Crystal is a 30-something freelance writer and stay-home mom to 3. When not chasing after her kids, she can be found blogging about them at Kid Things.
November is Diabetes Awareness Month, a cause close to my heart. In August of 2010, my then 6 year old son was rushed to the hospital with a blood sugar reading over 800. He was admitted into the Pediatric Intensive Care Unit, where the first few days were the scariest I have ever experienced. His diagnosis was clear: Type 1 diabetes.
Unlike Type 2, Type 1 is an auto-immune disease. He did not acquire diabetes because he ate too many sweets, his immune system simply turned on itself. It is a chronic, incurable, but manageable, disease. He will need to administer a balancing act of insulin for the rest of his life.
The abundance of information all at once is completely overwhelming and utterly confusing at first. The statistics alone are staggering. It’s normal to not know where to turn. It’s normal to be afraid. It’s also normal to want to live your life like normal.

* Things to do
**A)** In the passage about Type 1 diabetes, what was the son's blood sugar reading when he was rushed to the hospital?
**B)** Condense the paragraph of the passage about Type 1 diabetes that begins "Unlike Type 2" into a short bulleted list that keeps its main facts.
**C)** Print, word for word, the part of the passage about Type 1 diabetes from "November is Diabetes" to "of his life.".

* The data
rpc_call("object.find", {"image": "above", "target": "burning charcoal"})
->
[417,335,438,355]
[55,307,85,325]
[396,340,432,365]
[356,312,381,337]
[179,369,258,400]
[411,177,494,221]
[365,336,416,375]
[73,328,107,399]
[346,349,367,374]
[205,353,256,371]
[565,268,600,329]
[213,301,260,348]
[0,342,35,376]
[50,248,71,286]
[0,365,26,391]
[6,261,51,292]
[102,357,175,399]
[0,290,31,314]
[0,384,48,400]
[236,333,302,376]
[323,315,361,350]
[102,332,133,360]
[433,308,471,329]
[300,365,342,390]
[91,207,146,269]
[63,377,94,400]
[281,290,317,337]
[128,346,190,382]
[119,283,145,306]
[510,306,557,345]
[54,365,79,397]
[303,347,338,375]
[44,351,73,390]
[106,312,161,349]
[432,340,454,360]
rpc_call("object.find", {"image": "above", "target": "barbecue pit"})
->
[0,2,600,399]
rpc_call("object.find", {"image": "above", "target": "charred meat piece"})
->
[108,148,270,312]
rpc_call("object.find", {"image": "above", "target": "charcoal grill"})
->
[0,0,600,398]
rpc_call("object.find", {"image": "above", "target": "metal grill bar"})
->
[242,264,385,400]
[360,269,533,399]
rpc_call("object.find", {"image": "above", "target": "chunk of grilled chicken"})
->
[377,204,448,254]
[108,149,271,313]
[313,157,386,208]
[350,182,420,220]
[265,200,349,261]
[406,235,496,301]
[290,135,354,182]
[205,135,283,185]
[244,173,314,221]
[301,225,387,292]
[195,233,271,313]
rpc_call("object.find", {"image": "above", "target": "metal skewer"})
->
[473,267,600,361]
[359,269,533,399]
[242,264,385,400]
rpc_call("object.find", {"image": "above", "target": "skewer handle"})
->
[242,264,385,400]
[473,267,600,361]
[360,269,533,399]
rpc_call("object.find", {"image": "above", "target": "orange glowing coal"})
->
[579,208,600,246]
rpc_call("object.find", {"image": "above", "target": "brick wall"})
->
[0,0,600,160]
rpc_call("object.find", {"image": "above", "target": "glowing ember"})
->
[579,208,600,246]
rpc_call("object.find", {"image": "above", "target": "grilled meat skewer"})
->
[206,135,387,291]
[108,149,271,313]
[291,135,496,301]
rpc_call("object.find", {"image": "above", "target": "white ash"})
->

* Answers by task
**A)** Over 800.

**B)**
- Type 1 diabetes is an auto-immune disease, unlike Type 2.
- It was not caused by eating too many sweets; his immune system turned on itself.
- The disease is chronic and incurable but manageable.
- He will need to balance insulin for the rest of his life.

**C)**
November is Diabetes Awareness Month, a cause close to my heart. In August of 2010, my then 6 year old son was rushed to the hospital with a blood sugar reading over 800. He was admitted into the Pediatric Intensive Care Unit, where the first few days were the scariest I have ever experienced. His diagnosis was clear: Type 1 diabetes.
Unlike Type 2, Type 1 is an auto-immune disease. He did not acquire diabetes because he ate too many sweets, his immune system simply turned on itself. It is a chronic, incurable, but manageable, disease. He will need to administer a balancing act of insulin for the rest of his life.